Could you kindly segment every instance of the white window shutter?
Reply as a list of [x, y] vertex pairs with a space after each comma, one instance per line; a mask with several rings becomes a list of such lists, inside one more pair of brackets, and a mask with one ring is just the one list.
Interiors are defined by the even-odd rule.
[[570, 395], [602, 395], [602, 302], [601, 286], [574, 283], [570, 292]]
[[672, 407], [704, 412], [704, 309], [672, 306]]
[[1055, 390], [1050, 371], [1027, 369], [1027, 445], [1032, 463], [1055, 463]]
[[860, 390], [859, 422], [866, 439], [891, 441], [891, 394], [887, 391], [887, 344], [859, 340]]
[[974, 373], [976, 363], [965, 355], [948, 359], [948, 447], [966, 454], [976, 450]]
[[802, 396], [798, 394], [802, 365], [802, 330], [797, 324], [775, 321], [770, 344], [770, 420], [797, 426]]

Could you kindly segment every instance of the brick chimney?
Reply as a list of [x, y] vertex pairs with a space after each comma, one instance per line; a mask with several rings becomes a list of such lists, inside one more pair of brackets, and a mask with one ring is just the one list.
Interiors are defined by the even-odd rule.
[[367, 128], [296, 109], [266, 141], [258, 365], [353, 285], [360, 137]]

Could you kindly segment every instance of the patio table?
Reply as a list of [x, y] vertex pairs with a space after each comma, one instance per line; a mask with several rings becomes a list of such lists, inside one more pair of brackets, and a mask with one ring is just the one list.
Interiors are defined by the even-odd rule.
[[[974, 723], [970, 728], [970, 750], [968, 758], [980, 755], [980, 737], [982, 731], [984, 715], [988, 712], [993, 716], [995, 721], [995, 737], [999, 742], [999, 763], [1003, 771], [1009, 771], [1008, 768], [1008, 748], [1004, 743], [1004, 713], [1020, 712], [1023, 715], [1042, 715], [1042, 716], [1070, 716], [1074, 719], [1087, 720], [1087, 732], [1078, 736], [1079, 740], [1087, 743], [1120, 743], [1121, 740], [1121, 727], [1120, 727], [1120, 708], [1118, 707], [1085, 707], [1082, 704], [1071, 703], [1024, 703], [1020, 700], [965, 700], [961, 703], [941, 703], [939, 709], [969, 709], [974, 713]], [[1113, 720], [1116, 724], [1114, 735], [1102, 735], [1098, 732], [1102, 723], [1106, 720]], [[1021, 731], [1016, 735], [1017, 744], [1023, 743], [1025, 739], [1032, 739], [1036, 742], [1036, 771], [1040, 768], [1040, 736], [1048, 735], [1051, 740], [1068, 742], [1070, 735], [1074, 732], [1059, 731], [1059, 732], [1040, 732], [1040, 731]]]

**PROBLEM**
Reproduce every line from the line containing "Could you kindly segment every instance of the brick" to the line containing "285], [360, 137]]", both included and requests and all. Scale each vertex coordinate in the answers by 2.35 and round it to a whole number, with halves rounded up.

**WRITTEN SOLUTION**
Could you kindly segment every instance of the brick chimney?
Reply as a list of [x, y] vertex pairs with a space after each comma, one instance per line; a mask with several rings becomes a list of such lists, inside one more pair of brackets, and a mask with one ring is just the one list.
Interiors are defined by the even-odd rule.
[[862, 301], [696, 256], [625, 331], [606, 858], [830, 670], [846, 322]]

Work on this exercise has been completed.